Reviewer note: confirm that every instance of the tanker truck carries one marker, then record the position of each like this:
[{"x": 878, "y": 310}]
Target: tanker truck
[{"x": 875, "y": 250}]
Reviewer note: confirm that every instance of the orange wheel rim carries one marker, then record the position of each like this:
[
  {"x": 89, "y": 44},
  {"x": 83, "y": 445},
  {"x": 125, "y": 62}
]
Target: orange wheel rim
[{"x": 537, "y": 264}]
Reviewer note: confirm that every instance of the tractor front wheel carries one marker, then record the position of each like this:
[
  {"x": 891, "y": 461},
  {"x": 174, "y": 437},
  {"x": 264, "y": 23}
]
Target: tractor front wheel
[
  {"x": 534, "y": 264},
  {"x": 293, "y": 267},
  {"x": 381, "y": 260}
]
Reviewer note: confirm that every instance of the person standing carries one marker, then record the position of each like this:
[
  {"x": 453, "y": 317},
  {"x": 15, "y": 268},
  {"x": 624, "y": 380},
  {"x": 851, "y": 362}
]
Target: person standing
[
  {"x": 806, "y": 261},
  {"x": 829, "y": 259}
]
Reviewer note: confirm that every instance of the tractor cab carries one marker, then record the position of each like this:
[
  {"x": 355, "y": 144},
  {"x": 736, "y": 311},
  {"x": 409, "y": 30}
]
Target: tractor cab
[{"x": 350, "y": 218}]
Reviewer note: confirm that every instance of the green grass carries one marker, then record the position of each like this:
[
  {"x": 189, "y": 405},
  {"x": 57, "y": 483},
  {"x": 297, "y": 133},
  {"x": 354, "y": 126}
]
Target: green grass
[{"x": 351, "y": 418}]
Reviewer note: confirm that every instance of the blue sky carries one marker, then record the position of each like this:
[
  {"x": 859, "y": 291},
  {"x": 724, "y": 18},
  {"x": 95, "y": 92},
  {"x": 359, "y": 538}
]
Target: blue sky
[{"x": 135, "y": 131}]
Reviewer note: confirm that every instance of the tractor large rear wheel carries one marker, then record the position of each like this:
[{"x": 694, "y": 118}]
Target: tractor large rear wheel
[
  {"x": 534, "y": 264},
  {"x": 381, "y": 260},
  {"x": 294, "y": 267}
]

▸ TASK REQUIREMENTS
Can you recast all the lines above as a JSON list of strings, one string per line, with blank lines left out?

▸ EXPECTED ANSWER
[
  "Reviewer note: confirm that every instance of the tanker truck carries one marker, then record the position of each like this:",
  "[{\"x\": 878, \"y\": 310}]",
  "Target: tanker truck",
  "[{\"x\": 875, \"y\": 250}]",
  "Reviewer note: confirm that every instance of the orange wheel rim carries one marker, then record the position of each like this:",
  "[",
  "  {\"x\": 89, \"y\": 44},",
  "  {\"x\": 83, \"y\": 445},",
  "  {\"x\": 125, \"y\": 62}",
  "]",
  "Target: orange wheel rim",
  "[{\"x\": 537, \"y\": 264}]",
  "Reviewer note: confirm that every instance of the tractor front wheel carries one marker, then record the position of each like this:",
  "[",
  "  {\"x\": 891, \"y\": 461},",
  "  {\"x\": 174, \"y\": 437},",
  "  {\"x\": 264, \"y\": 23}",
  "]",
  "Target: tractor front wheel",
  "[",
  "  {\"x\": 534, \"y\": 264},",
  "  {\"x\": 293, \"y\": 267},",
  "  {\"x\": 381, \"y\": 260}",
  "]",
  "Reviewer note: confirm that every instance of the person standing carries one marker, then record the position of each like this:",
  "[",
  "  {\"x\": 453, \"y\": 317},",
  "  {\"x\": 15, \"y\": 268},",
  "  {\"x\": 624, \"y\": 380},",
  "  {\"x\": 851, \"y\": 362}",
  "]",
  "Target: person standing",
  "[",
  "  {\"x\": 806, \"y\": 261},",
  "  {\"x\": 829, \"y\": 259}",
  "]",
  "Reviewer note: confirm that every instance of the tractor cab carries one marker, then record the position of each like this:",
  "[",
  "  {\"x\": 355, \"y\": 144},",
  "  {\"x\": 736, \"y\": 311},",
  "  {\"x\": 409, \"y\": 30}",
  "]",
  "Target: tractor cab",
  "[{\"x\": 350, \"y\": 218}]",
  "Reviewer note: confirm that every instance of the green grass carries one marker, then record the position of each like this:",
  "[",
  "  {\"x\": 189, \"y\": 405},",
  "  {\"x\": 57, \"y\": 483},",
  "  {\"x\": 297, \"y\": 133},",
  "  {\"x\": 354, \"y\": 126}",
  "]",
  "Target: green grass",
  "[{\"x\": 351, \"y\": 418}]",
  "Reviewer note: confirm that every instance of the blue sky carries one marker, then record the position of each like this:",
  "[",
  "  {\"x\": 859, \"y\": 291},",
  "  {\"x\": 724, \"y\": 18},",
  "  {\"x\": 95, \"y\": 92},",
  "  {\"x\": 359, \"y\": 538}",
  "]",
  "Target: blue sky",
  "[{\"x\": 135, \"y\": 131}]",
  "Reviewer note: confirm that every instance of the tractor large rear wheel carries one marker, then record the position of each like this:",
  "[{\"x\": 694, \"y\": 118}]",
  "Target: tractor large rear wheel",
  "[",
  "  {\"x\": 534, \"y\": 264},",
  "  {\"x\": 381, \"y\": 260},",
  "  {\"x\": 294, \"y\": 267}",
  "]"
]